### DOCUMENT TEXT:
────
Still, like many others, I do think that a president can exceed expectations, and when that happens, it’s hard to say So long.

It’s gonna be hard for me to say So long to President Obama.

Oh, there are all kinds of policy decisions with which I disagree with him, and there are certainly disappointments—you probably have your own list—but man, this guy just gets presidenting.

It’s true that I prefer a cool to a hot temperament (not least because I run towards hot, so am unimpressed with it), but I also think a president has to have some kind of core calmness if he or she is to do the job. It’s an impossible job: the president has to make far too many decisions based on both too much and too little information and more often than not has to try to control situations which are not controllable. Thus, the person in that chair has to reconcile him- or herself to the absurdities of the powerlessness of the most powerful position on the planet if he or she is to have any chance at all at failing well.

And yes, he or she will fail, precisely because it is an impossible job. The only issue is will she or he fail well or fail miserably.

President Obama has failed well, exceedingly well. He has grown into his role rather than having been shriveled by it. He seems, against all odds, to enjoy being president, perhaps because he’s never much paid attention to odds.

I wonder if this is how Republicans feel or felt about President Reagan: that the job of the president just seemed to fit him.  That I hated Reagan’s policies meant I was never able fully to see the man’s political gifts, and as Bill Clinton (who wasted what gifts he did have) was the only Democratic president in my adulthood, there were few opportunities for wistfulness at the end of a presidency.

But yeah, I’m wistful. For all of his faults and for all of my disagreements, I’m going to miss Barack Obama in the White House.

I don’t think I’ll see in my lifetime another president who will fail as well as he has.





Circus Maximus MMXVI: Glad I’m not a Kennedy

7 04 2016

Really, glad I’m not a Republican.

I’m mean—yeah, given my views, obviously—but at least I don’t think either of the Democratic candidates is a dumpster fire. I’m not particularly enthusiastic about either, but, like Rebecca Schoenkopf and the Wonketteers, I’m pretty much they’re both fine, they’re both good.
────
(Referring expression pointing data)
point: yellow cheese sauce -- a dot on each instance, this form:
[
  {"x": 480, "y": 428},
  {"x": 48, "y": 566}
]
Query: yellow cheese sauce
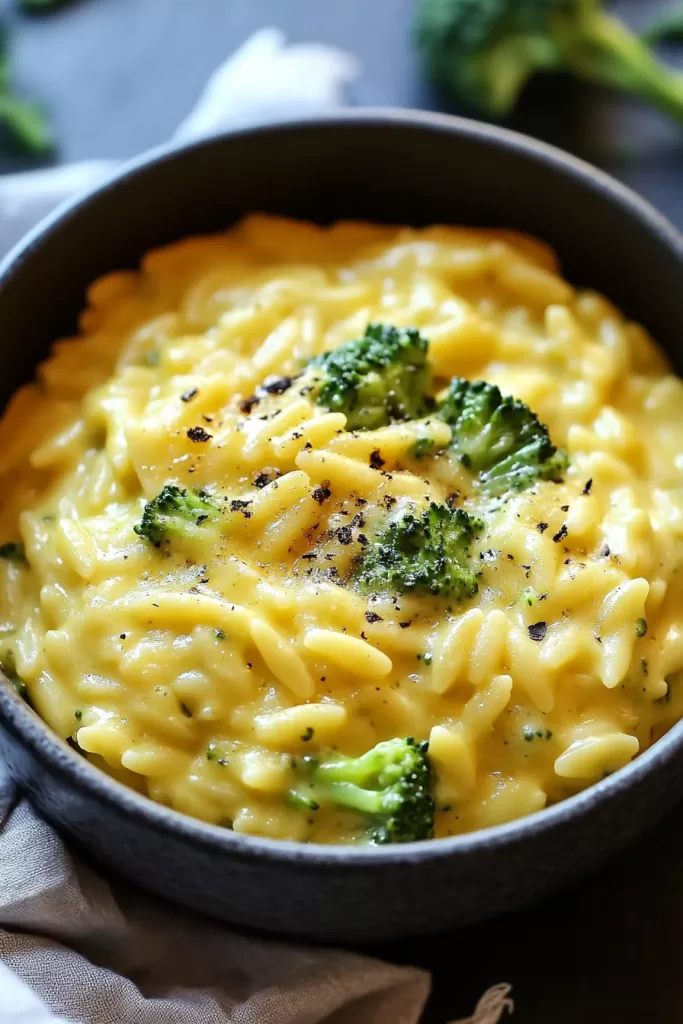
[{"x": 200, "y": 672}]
────
From the blog text, output the passage starting with "I wonder if" and going on through "the White House.", word for word.

I wonder if this is how Republicans feel or felt about President Reagan: that the job of the president just seemed to fit him.  That I hated Reagan’s policies meant I was never able fully to see the man’s political gifts, and as Bill Clinton (who wasted what gifts he did have) was the only Democratic president in my adulthood, there were few opportunities for wistfulness at the end of a presidency.

But yeah, I’m wistful. For all of his faults and for all of my disagreements, I’m going to miss Barack Obama in the White House.